▶ WHAT IS ASKED
Please swap "green dress" for "red dress" in the material below, starting at the line that has "Practice. Place a marker on each instance of the bass" and stopping after the line that has "x=192 y=176". Give back only those lines, with nothing else changed.

▶ EXERCISE MATERIALS
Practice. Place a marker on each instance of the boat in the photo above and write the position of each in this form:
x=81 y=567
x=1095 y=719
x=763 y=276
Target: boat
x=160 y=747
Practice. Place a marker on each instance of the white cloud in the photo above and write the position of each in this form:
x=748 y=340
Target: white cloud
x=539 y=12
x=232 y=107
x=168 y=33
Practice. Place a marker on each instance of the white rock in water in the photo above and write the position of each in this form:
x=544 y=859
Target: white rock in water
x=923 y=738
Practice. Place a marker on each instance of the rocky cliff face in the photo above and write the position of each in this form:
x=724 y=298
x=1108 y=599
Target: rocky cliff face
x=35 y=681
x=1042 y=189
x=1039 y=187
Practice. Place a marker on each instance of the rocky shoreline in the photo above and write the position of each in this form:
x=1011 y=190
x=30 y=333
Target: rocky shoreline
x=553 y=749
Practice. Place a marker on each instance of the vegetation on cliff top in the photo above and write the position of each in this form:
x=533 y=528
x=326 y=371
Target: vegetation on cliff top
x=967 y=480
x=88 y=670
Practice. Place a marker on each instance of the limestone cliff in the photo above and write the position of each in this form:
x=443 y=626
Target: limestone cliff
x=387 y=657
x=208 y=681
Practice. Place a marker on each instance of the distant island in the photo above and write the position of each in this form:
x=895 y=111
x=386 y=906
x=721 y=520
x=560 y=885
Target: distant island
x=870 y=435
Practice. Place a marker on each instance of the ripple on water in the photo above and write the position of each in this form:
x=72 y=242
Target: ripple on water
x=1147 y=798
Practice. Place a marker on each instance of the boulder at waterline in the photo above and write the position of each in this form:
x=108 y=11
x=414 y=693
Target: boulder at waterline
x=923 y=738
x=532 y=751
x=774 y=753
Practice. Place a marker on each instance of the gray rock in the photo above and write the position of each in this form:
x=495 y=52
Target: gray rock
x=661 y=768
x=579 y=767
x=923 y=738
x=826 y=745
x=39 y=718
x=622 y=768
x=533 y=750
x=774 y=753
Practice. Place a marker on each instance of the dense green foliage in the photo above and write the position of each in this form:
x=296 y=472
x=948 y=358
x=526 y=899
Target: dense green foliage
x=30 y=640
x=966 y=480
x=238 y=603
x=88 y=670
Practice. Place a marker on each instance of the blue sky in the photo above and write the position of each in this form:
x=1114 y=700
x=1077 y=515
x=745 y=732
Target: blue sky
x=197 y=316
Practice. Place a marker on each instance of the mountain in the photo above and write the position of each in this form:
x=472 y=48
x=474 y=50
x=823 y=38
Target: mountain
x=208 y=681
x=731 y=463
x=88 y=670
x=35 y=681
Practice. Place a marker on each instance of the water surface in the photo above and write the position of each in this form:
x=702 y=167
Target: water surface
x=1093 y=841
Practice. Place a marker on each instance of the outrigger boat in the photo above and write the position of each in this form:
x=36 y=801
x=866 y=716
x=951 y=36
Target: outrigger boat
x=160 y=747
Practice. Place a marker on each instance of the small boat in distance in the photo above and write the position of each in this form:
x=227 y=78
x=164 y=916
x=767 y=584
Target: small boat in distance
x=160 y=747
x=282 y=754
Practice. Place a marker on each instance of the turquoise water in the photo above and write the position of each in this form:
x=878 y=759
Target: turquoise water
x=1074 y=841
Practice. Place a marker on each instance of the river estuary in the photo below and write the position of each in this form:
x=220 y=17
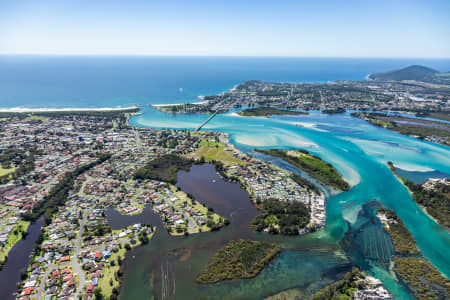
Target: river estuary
x=166 y=268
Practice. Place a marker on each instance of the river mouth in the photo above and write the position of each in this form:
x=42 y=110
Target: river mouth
x=166 y=268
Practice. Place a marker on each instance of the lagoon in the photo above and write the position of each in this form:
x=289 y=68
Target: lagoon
x=360 y=152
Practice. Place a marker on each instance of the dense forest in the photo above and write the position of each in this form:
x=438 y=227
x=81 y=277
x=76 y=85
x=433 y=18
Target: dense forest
x=313 y=165
x=59 y=193
x=342 y=289
x=238 y=260
x=284 y=217
x=163 y=168
x=436 y=201
x=401 y=238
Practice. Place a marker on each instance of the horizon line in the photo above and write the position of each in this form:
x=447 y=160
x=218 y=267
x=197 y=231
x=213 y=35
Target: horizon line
x=224 y=56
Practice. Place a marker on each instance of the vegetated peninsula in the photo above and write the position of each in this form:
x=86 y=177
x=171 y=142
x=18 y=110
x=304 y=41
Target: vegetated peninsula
x=311 y=164
x=164 y=168
x=433 y=131
x=416 y=73
x=401 y=238
x=433 y=196
x=299 y=207
x=238 y=260
x=417 y=273
x=267 y=112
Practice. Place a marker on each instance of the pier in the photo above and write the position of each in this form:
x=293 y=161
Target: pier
x=207 y=120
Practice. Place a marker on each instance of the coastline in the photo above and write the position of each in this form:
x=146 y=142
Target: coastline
x=69 y=109
x=423 y=208
x=176 y=104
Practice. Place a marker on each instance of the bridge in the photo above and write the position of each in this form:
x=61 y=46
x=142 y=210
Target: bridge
x=207 y=120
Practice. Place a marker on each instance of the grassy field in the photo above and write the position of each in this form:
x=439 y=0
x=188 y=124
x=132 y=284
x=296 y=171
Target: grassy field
x=108 y=273
x=212 y=150
x=196 y=206
x=440 y=116
x=21 y=227
x=401 y=238
x=311 y=164
x=41 y=118
x=238 y=260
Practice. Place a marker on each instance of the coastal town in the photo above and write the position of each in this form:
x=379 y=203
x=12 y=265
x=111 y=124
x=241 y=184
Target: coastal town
x=328 y=97
x=81 y=165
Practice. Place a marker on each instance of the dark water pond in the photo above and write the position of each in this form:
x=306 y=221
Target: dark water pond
x=18 y=259
x=166 y=268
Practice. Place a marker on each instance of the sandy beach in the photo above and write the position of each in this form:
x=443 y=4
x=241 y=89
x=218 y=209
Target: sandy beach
x=27 y=110
x=175 y=104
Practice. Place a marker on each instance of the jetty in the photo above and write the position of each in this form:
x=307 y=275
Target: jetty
x=207 y=120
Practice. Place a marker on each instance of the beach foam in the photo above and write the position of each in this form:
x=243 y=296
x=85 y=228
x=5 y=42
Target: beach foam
x=24 y=109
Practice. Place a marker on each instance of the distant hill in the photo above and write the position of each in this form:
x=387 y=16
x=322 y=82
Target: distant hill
x=419 y=73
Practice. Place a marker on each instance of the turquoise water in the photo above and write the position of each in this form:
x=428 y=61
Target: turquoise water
x=104 y=81
x=360 y=152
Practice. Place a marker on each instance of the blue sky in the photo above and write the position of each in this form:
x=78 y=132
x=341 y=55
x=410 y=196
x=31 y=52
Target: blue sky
x=344 y=28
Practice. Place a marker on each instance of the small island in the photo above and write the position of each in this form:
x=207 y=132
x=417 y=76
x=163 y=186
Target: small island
x=311 y=164
x=433 y=196
x=268 y=111
x=354 y=285
x=401 y=238
x=433 y=131
x=338 y=110
x=238 y=260
x=419 y=275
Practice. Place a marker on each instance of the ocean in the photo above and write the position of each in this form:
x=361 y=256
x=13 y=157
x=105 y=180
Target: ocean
x=96 y=81
x=357 y=149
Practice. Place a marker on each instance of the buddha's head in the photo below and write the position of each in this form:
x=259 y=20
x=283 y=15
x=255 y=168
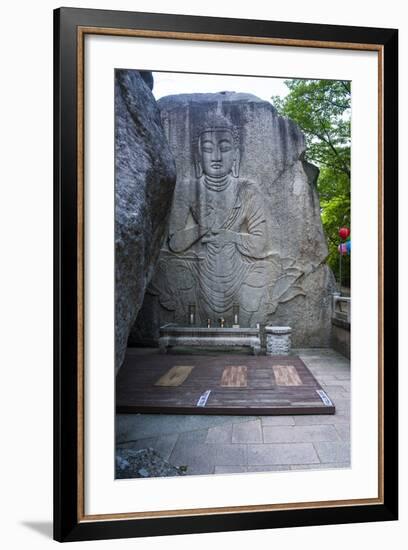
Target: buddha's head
x=218 y=152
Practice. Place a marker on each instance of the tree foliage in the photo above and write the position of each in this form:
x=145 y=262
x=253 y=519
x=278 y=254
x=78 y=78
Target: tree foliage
x=322 y=109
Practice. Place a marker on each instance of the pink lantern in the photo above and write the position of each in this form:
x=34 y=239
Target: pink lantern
x=344 y=232
x=342 y=248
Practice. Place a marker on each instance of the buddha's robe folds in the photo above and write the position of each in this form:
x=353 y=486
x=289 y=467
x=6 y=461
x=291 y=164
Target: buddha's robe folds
x=226 y=229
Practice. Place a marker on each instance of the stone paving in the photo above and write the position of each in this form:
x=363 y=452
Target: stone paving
x=235 y=444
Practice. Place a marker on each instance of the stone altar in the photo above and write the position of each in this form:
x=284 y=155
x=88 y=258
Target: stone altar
x=278 y=340
x=175 y=335
x=245 y=223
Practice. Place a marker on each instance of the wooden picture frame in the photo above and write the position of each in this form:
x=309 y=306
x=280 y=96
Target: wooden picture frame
x=71 y=26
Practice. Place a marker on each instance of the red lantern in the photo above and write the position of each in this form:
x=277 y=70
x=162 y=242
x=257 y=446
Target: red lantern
x=344 y=232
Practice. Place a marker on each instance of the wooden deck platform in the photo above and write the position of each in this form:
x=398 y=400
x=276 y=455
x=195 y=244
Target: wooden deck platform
x=218 y=384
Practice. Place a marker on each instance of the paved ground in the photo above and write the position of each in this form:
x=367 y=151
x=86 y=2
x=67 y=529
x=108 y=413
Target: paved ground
x=233 y=444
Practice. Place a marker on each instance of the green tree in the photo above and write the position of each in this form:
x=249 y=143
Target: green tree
x=322 y=109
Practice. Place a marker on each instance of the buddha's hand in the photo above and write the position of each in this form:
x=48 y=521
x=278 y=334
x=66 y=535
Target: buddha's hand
x=220 y=237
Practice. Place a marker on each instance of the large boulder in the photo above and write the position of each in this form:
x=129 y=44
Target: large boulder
x=144 y=185
x=246 y=245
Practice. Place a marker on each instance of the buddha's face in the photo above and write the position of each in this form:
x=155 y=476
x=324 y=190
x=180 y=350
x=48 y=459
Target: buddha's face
x=217 y=152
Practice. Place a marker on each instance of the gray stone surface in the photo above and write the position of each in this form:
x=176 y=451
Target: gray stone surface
x=247 y=432
x=282 y=453
x=245 y=226
x=144 y=183
x=338 y=451
x=299 y=434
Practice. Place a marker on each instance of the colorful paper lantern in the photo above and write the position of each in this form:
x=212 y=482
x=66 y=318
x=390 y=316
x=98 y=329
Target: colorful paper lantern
x=342 y=248
x=344 y=232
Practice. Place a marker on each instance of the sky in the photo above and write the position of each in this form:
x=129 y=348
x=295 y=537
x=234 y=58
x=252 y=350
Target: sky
x=184 y=83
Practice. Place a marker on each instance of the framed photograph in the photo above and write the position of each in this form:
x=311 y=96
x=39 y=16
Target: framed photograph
x=224 y=359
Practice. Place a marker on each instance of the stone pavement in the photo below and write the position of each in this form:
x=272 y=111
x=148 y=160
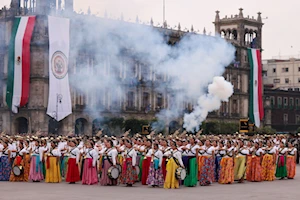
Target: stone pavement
x=276 y=190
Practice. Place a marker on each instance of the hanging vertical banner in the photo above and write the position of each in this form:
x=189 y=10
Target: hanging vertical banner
x=17 y=91
x=256 y=110
x=59 y=101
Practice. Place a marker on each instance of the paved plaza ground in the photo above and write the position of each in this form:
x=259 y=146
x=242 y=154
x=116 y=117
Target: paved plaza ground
x=277 y=190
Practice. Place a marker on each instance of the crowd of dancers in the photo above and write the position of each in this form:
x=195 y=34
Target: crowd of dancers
x=155 y=160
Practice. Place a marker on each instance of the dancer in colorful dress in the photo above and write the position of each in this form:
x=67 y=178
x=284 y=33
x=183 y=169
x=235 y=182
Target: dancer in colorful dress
x=155 y=177
x=291 y=161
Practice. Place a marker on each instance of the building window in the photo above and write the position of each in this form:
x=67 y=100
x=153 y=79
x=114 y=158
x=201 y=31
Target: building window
x=130 y=100
x=285 y=102
x=297 y=119
x=285 y=118
x=145 y=100
x=272 y=101
x=291 y=102
x=287 y=80
x=279 y=102
x=159 y=101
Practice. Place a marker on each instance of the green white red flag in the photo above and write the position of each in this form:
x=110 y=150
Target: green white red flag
x=18 y=73
x=256 y=110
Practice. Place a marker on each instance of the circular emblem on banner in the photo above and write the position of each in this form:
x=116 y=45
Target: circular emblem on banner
x=59 y=65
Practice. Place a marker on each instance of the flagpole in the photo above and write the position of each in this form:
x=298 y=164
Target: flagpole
x=164 y=11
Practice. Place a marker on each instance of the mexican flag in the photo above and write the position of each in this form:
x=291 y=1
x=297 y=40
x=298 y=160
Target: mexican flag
x=59 y=101
x=256 y=110
x=18 y=70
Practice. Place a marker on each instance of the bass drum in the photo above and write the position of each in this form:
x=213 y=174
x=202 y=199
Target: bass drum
x=137 y=169
x=180 y=173
x=113 y=172
x=18 y=170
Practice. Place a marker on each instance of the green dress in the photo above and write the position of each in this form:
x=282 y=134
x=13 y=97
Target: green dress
x=192 y=176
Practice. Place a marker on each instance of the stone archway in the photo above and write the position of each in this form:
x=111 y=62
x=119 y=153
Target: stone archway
x=21 y=125
x=81 y=126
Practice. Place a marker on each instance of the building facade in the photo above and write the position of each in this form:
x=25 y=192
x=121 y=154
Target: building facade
x=141 y=100
x=285 y=109
x=282 y=74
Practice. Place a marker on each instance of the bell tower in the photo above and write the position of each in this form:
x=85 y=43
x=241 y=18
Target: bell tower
x=243 y=33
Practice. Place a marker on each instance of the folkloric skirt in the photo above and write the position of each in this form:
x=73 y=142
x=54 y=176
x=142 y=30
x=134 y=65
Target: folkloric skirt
x=227 y=170
x=89 y=175
x=291 y=166
x=73 y=171
x=105 y=180
x=5 y=168
x=36 y=169
x=53 y=170
x=268 y=168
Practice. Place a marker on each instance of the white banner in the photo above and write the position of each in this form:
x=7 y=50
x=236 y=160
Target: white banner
x=59 y=101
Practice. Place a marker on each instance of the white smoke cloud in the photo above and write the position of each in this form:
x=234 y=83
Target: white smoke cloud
x=219 y=90
x=190 y=65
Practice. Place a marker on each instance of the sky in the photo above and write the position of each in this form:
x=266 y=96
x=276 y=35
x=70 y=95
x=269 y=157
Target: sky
x=280 y=35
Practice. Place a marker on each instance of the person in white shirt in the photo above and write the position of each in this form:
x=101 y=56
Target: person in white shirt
x=240 y=161
x=36 y=163
x=291 y=161
x=191 y=163
x=73 y=175
x=174 y=162
x=52 y=160
x=155 y=177
x=281 y=170
x=206 y=176
x=89 y=175
x=268 y=162
x=109 y=160
x=129 y=172
x=5 y=163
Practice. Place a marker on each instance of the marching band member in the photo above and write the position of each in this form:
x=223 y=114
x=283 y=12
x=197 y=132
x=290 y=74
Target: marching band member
x=129 y=175
x=281 y=171
x=109 y=159
x=291 y=161
x=73 y=175
x=174 y=162
x=5 y=166
x=155 y=177
x=268 y=162
x=192 y=166
x=240 y=161
x=90 y=176
x=227 y=164
x=36 y=168
x=53 y=164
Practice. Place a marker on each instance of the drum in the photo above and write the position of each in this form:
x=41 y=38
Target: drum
x=113 y=172
x=17 y=170
x=180 y=173
x=137 y=169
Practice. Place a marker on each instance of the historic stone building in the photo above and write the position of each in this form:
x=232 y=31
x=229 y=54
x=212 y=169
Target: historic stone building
x=141 y=101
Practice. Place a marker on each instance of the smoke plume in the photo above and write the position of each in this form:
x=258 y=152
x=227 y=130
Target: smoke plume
x=118 y=50
x=219 y=90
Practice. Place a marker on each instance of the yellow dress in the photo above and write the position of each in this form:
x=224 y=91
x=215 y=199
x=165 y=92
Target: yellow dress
x=171 y=181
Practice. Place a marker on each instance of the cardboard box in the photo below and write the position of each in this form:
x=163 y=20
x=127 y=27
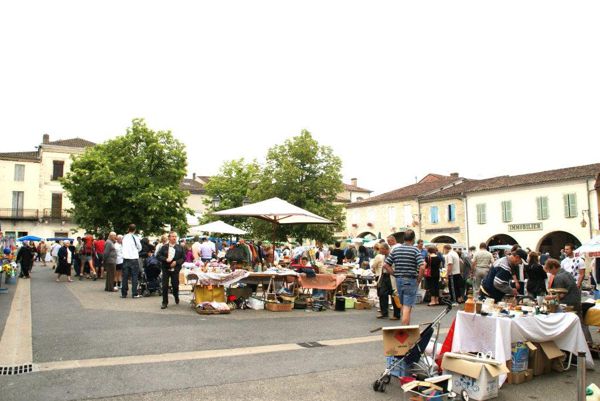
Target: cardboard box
x=478 y=377
x=362 y=305
x=520 y=377
x=544 y=356
x=397 y=340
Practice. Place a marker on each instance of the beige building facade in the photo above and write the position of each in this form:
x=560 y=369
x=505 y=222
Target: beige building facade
x=396 y=211
x=33 y=201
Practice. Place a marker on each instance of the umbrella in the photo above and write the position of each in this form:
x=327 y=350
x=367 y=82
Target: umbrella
x=276 y=211
x=29 y=238
x=503 y=247
x=590 y=248
x=217 y=227
x=60 y=239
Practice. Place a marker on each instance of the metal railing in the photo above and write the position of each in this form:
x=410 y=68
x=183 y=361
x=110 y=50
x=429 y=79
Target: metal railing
x=19 y=214
x=56 y=214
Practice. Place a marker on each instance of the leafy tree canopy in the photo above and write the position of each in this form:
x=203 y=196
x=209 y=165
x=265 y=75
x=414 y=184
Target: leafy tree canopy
x=231 y=185
x=134 y=178
x=307 y=175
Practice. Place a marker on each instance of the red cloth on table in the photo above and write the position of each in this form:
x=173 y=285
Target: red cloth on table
x=322 y=281
x=447 y=345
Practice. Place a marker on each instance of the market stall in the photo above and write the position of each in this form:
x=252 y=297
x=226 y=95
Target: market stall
x=208 y=285
x=496 y=334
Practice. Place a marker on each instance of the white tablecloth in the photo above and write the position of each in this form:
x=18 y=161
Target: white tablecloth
x=476 y=333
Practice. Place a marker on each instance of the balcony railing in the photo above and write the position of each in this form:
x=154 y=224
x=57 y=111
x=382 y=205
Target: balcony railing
x=19 y=214
x=56 y=215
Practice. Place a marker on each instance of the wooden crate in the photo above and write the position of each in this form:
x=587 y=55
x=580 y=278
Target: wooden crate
x=274 y=307
x=208 y=294
x=362 y=305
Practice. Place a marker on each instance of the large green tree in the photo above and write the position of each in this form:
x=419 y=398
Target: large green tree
x=234 y=182
x=307 y=175
x=134 y=178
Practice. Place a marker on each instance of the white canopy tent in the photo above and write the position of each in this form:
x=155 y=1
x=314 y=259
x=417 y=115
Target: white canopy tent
x=276 y=211
x=218 y=226
x=590 y=248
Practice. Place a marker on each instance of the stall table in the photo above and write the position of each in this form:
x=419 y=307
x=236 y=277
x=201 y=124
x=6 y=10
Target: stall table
x=286 y=278
x=489 y=334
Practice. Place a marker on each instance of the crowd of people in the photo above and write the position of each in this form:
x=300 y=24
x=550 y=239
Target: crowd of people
x=400 y=270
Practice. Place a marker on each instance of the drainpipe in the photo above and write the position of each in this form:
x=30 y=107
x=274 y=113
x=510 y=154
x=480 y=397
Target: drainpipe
x=419 y=216
x=466 y=203
x=587 y=186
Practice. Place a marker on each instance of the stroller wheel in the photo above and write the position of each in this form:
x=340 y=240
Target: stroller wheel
x=379 y=386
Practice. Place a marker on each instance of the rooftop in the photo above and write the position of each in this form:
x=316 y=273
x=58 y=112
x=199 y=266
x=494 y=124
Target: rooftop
x=20 y=156
x=73 y=143
x=507 y=181
x=429 y=183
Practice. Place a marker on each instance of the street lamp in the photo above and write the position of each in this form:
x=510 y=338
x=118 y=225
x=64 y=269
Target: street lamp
x=583 y=222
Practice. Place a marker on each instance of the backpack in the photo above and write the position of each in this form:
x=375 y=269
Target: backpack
x=88 y=245
x=236 y=254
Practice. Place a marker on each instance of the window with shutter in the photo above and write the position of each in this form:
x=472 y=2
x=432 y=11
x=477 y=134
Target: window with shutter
x=481 y=218
x=570 y=202
x=542 y=207
x=19 y=172
x=57 y=169
x=451 y=212
x=434 y=214
x=506 y=211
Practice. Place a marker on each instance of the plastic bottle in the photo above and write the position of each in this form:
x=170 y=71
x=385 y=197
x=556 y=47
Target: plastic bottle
x=470 y=305
x=592 y=393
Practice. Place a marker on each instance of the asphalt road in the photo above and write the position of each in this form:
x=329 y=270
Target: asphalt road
x=79 y=322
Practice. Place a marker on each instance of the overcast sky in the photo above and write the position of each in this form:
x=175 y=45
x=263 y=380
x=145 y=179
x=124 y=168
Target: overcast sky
x=398 y=89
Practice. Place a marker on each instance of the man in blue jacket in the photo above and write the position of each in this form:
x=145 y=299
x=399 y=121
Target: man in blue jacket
x=497 y=283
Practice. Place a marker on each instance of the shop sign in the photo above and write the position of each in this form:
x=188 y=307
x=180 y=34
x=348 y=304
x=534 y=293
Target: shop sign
x=442 y=230
x=525 y=227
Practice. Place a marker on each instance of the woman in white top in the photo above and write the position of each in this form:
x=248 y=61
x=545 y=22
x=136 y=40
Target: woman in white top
x=119 y=269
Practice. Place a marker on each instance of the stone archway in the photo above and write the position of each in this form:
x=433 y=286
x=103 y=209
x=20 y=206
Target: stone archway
x=399 y=235
x=501 y=239
x=443 y=239
x=553 y=242
x=367 y=235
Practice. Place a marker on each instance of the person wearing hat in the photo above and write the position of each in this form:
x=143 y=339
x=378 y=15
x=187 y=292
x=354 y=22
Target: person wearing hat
x=497 y=282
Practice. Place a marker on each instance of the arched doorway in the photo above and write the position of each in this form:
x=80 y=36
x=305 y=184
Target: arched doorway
x=553 y=242
x=501 y=239
x=399 y=235
x=367 y=236
x=444 y=239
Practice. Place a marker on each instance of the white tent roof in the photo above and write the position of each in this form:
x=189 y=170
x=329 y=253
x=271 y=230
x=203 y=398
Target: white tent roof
x=216 y=227
x=590 y=248
x=277 y=211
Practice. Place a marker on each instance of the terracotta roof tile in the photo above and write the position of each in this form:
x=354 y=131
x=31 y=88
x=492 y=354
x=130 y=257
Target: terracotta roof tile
x=506 y=181
x=354 y=188
x=73 y=143
x=17 y=156
x=408 y=192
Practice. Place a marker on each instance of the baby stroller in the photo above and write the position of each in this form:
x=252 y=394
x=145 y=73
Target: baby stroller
x=150 y=279
x=415 y=359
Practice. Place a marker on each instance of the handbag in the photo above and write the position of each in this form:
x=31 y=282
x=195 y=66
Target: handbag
x=428 y=268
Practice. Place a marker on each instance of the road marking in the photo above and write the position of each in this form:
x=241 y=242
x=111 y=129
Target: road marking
x=197 y=355
x=16 y=345
x=188 y=356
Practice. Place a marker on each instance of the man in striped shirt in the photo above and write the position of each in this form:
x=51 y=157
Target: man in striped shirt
x=408 y=268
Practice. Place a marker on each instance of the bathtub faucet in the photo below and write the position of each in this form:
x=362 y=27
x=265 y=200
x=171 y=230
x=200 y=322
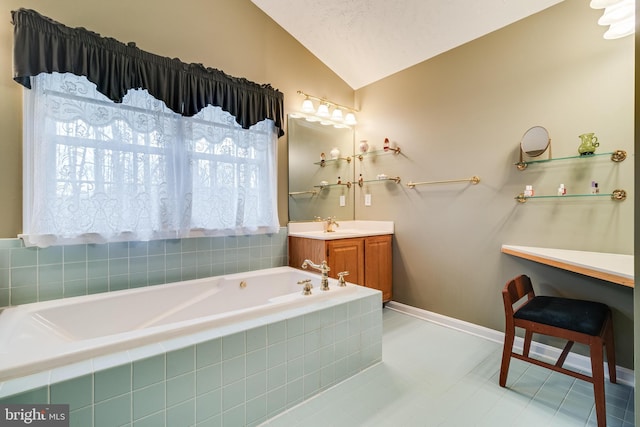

▶ ANSWER TO THIS EXERCISE
Practice. Place a marker on each instance of the bass drum in the photo above and write the position of each in this form:
x=213 y=174
x=202 y=199
Target: bass drum
x=137 y=169
x=180 y=173
x=113 y=172
x=18 y=170
Practice. Place a marker on each instance of the red dress in the photo above and write the position of each in this form:
x=282 y=134
x=13 y=97
Target: red dress
x=192 y=176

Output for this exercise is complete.